▶ [PROBLEM DESCRIPTION] Turn the items below into a JSON list of strings with one string per line, skipping blank lines. Leave the pictures out.

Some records
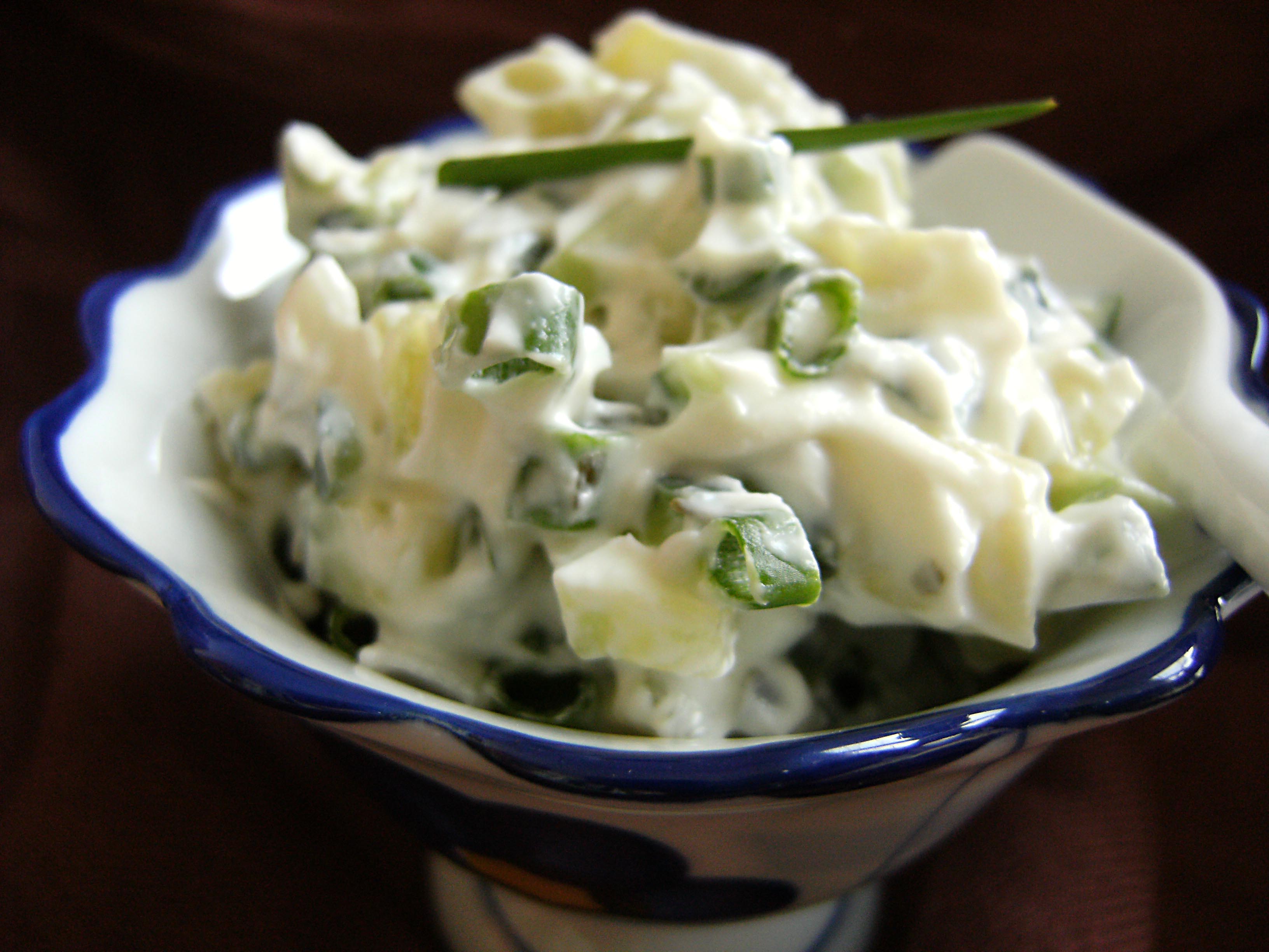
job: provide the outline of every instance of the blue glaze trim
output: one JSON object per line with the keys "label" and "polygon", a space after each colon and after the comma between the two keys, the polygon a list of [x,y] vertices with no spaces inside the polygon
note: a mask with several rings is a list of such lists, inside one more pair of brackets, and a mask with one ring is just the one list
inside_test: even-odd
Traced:
{"label": "blue glaze trim", "polygon": [[[515,924],[511,923],[510,918],[506,915],[506,909],[497,899],[497,894],[494,892],[494,885],[486,880],[483,876],[477,877],[477,889],[480,890],[481,902],[485,906],[485,911],[489,913],[490,919],[497,925],[503,932],[503,937],[510,943],[514,952],[539,952],[539,949],[530,946],[523,935],[515,929]],[[854,892],[848,892],[841,896],[832,906],[832,913],[829,915],[829,920],[820,929],[819,934],[811,939],[811,944],[807,946],[802,952],[825,952],[832,939],[836,938],[841,924],[846,920],[846,914],[850,911],[850,906],[854,905]],[[780,913],[775,913],[780,915]],[[703,923],[678,923],[687,928],[700,928]]]}
{"label": "blue glaze trim", "polygon": [[[453,128],[452,121],[439,127]],[[173,616],[181,647],[221,680],[266,703],[319,720],[421,720],[458,736],[509,773],[547,787],[599,797],[689,802],[755,795],[808,796],[911,777],[1011,731],[1154,707],[1193,687],[1214,659],[1221,640],[1217,602],[1247,584],[1237,566],[1194,597],[1184,623],[1164,644],[1077,684],[883,725],[740,748],[657,753],[596,746],[586,741],[585,734],[579,734],[576,743],[547,740],[477,717],[437,711],[315,671],[260,646],[214,616],[197,592],[103,519],[71,484],[58,444],[105,377],[110,320],[118,298],[141,281],[188,269],[206,251],[225,206],[266,180],[256,176],[213,195],[174,261],[110,275],[89,289],[80,326],[90,366],[74,386],[30,416],[22,439],[32,495],[58,532],[90,559],[154,589]],[[1264,308],[1241,289],[1227,288],[1226,293],[1231,315],[1247,341],[1240,383],[1269,413],[1269,391],[1259,380],[1265,358]],[[990,711],[996,713],[987,716]]]}

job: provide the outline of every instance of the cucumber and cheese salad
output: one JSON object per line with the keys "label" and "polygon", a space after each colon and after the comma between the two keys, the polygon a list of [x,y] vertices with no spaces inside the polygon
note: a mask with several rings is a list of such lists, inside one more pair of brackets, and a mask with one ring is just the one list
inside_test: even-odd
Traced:
{"label": "cucumber and cheese salad", "polygon": [[[286,611],[472,704],[678,737],[876,720],[999,682],[1046,613],[1159,597],[1143,397],[1039,264],[910,226],[896,141],[647,14],[466,79],[483,132],[282,138],[312,251],[270,359],[199,402]],[[689,137],[514,188],[456,155]],[[1148,510],[1148,514],[1147,514]]]}

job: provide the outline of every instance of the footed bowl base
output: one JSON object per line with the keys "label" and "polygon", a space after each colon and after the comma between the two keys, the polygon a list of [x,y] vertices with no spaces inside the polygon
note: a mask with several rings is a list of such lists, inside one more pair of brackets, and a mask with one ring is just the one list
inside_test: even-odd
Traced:
{"label": "footed bowl base", "polygon": [[869,883],[813,906],[723,923],[640,922],[563,909],[430,856],[431,895],[453,952],[863,952],[881,908]]}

▶ [RESULT OF THIS TASK]
[
  "job: provide the outline of every instance of the blue glaze trim",
  "output: one JSON object per line with the keys \"label\" and \"polygon\", a space after each colon and after the comma between the two keys, the polygon a list of [x,y] vertices with no spaces inside the polygon",
  "note: a mask with several rings is a list of such lists, inside one more pair of brackets, and a mask with one ring is just the one list",
  "inside_test: even-odd",
  "Traced:",
  "{\"label\": \"blue glaze trim\", \"polygon\": [[[515,924],[511,923],[510,918],[506,915],[506,909],[497,899],[497,894],[494,892],[494,885],[486,880],[483,876],[477,877],[477,889],[480,890],[481,902],[485,906],[485,911],[489,913],[490,919],[497,925],[503,932],[503,937],[510,943],[514,952],[539,952],[539,949],[530,946],[523,935],[515,929]],[[854,892],[848,892],[841,896],[832,906],[832,913],[829,915],[829,920],[820,929],[819,934],[811,939],[811,944],[807,946],[802,952],[825,952],[832,939],[836,938],[841,924],[846,920],[846,914],[850,911],[850,906],[854,905]],[[780,913],[775,913],[780,915]],[[703,923],[678,923],[687,928],[700,928]]]}",
  "{\"label\": \"blue glaze trim\", \"polygon\": [[[453,128],[452,121],[439,127]],[[173,616],[181,647],[221,680],[266,703],[319,720],[421,720],[458,736],[509,773],[547,787],[599,797],[689,802],[755,795],[808,796],[911,777],[1011,731],[1154,707],[1193,687],[1214,659],[1221,640],[1217,602],[1247,584],[1237,566],[1194,597],[1184,623],[1164,644],[1077,684],[883,725],[740,748],[657,753],[596,746],[586,741],[585,734],[579,734],[576,743],[547,740],[477,717],[437,711],[315,671],[260,646],[214,616],[197,592],[103,519],[71,484],[58,444],[105,377],[110,320],[118,298],[141,281],[188,269],[206,251],[225,206],[266,180],[256,176],[213,195],[174,261],[110,275],[89,289],[80,326],[90,366],[74,386],[30,416],[22,439],[32,495],[58,532],[90,559],[154,589]],[[1264,308],[1241,289],[1227,288],[1226,293],[1231,315],[1247,341],[1240,383],[1269,413],[1269,391],[1259,380],[1265,358]],[[990,711],[996,713],[987,716]]]}",
  "job: provide the outline of every instance of the cucumber and cheese salad",
  "output: one JSON object per line with the keys \"label\" and \"polygon\", a space after each colon and after the comma between the two keys, the polygon a list of [x,y] vertices with no spaces inside the polygon",
  "note: a mask with several rings is a list of such lists, inside one more pair of brackets, and a mask with one ring is just the one list",
  "inside_test: even-odd",
  "Traced:",
  "{\"label\": \"cucumber and cheese salad\", \"polygon\": [[[286,611],[472,704],[678,737],[876,720],[999,682],[1046,613],[1159,597],[1143,397],[1039,264],[910,226],[896,141],[647,14],[466,79],[483,132],[282,138],[312,251],[270,359],[199,402]],[[689,137],[514,188],[456,155]],[[1148,510],[1148,514],[1147,514]]]}",
  "job: provide the outline of every instance of the footed bowl base",
  "output: one JSON object per line with the keys \"label\" and \"polygon\", a space after each colon and after the comma between the two keys, the polygon a list of [x,y] vertices with no spaces inside the polygon",
  "note: a mask with several rings is a list of such lists, inside one more pair of brackets, and a mask with one ring is just the one list",
  "inside_test: even-odd",
  "Traced:",
  "{\"label\": \"footed bowl base\", \"polygon\": [[869,883],[813,906],[723,923],[640,922],[563,909],[430,856],[431,895],[453,952],[863,952],[881,908]]}"
]